START MATERIAL SUPPLIED

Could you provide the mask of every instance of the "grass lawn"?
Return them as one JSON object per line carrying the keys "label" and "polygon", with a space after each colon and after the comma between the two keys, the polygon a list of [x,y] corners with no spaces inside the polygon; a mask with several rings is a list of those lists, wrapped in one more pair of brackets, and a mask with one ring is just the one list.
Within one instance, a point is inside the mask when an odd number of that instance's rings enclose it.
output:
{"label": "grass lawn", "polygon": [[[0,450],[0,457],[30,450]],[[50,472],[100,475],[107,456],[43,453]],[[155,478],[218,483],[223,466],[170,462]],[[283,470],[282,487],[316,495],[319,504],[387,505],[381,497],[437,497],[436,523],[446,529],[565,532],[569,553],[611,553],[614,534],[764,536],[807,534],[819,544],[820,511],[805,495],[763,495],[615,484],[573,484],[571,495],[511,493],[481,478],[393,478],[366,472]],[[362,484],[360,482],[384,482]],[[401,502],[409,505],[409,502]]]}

END MATERIAL SUPPLIED
START MATERIAL SUPPLIED

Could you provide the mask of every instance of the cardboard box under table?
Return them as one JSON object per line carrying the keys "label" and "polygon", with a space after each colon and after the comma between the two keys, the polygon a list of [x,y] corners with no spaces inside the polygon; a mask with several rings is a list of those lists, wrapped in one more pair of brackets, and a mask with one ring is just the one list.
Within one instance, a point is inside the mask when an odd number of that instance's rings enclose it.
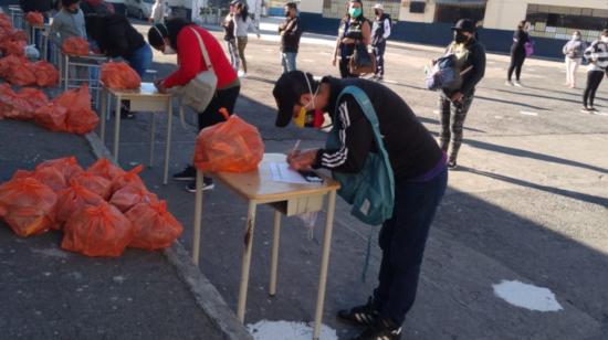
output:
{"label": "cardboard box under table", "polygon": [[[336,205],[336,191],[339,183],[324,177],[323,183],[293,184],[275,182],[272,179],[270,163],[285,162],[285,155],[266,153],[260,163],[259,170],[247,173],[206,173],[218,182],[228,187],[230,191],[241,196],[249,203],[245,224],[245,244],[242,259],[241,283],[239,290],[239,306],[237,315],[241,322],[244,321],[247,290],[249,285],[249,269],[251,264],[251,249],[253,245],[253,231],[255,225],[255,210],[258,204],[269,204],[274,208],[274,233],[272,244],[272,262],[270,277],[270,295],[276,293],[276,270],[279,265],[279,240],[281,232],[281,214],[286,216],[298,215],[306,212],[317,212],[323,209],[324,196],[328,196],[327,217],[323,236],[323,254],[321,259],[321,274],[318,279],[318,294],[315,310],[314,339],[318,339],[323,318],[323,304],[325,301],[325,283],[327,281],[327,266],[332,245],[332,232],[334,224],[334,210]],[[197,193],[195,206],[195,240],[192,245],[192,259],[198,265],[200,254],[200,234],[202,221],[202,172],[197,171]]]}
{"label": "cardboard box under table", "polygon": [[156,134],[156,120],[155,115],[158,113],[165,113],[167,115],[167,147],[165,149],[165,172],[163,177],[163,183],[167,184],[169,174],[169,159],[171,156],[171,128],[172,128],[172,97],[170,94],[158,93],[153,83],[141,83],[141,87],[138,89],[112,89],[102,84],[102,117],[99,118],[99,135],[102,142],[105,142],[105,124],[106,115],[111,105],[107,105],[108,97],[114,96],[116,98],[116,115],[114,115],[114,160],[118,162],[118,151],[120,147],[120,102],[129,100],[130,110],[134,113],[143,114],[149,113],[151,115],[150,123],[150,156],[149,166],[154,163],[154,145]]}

END MATERIAL SUPPLIED

_DIRECTION_
Count the lines in the entries above that contain the word "table", and reply with only that number.

_COMPLETE ANSWER_
3